◆ WHAT YOU ARE ASKED TO DO
Locate each line in the listing below that contains the word "corn" and copy those lines out.

◆ DATA SHOWN
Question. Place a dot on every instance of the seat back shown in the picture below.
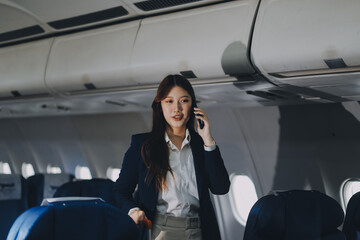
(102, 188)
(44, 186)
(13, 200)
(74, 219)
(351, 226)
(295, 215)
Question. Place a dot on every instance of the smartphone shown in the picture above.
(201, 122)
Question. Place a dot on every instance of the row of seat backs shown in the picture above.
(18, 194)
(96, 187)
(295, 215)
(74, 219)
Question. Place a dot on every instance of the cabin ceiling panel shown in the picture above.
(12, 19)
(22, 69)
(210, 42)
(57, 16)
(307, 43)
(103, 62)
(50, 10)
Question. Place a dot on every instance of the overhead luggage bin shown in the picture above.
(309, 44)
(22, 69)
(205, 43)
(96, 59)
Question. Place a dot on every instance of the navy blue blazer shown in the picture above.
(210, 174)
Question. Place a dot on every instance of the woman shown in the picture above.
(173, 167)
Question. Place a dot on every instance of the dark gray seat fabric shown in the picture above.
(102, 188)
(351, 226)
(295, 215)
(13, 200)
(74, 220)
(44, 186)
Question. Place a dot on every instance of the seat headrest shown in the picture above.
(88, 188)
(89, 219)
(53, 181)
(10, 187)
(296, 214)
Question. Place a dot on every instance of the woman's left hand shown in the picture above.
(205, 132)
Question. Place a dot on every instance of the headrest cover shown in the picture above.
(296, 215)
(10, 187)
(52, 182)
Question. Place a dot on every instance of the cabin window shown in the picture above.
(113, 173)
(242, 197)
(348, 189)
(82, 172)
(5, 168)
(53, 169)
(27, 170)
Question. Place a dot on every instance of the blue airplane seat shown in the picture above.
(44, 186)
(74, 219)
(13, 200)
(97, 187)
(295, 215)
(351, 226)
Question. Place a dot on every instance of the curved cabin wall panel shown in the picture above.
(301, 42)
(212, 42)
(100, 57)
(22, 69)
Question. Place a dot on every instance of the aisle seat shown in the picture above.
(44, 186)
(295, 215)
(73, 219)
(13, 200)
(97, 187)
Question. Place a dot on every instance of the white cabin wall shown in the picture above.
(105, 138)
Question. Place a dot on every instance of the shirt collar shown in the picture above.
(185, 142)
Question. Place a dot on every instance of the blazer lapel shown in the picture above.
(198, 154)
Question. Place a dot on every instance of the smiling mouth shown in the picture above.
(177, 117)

---

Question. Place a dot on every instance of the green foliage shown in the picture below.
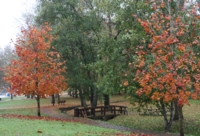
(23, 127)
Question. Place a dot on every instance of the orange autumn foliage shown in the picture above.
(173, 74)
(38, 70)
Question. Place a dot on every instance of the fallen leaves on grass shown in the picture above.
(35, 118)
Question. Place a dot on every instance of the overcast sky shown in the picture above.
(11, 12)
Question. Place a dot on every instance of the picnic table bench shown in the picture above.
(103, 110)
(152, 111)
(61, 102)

---

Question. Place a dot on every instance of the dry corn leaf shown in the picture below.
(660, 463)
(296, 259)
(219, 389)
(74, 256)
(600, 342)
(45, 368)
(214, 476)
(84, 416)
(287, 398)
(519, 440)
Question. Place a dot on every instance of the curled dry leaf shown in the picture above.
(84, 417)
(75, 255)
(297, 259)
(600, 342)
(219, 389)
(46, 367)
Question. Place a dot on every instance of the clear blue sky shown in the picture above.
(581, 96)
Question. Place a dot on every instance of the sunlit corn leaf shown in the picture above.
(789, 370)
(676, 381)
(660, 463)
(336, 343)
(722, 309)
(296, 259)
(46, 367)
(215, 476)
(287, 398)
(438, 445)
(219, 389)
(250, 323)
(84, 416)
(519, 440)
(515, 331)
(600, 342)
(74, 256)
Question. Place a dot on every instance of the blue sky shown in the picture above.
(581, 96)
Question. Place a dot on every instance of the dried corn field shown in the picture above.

◆ COMPLETE RESPONSE
Question. Place a dot on every instance of the dry corn leaf shown in the picture below.
Question. Place a dot on every instance of the sunlit corn leaf shown in the picture above.
Question. Place a dot on every instance of the dried corn field shown in the picture above.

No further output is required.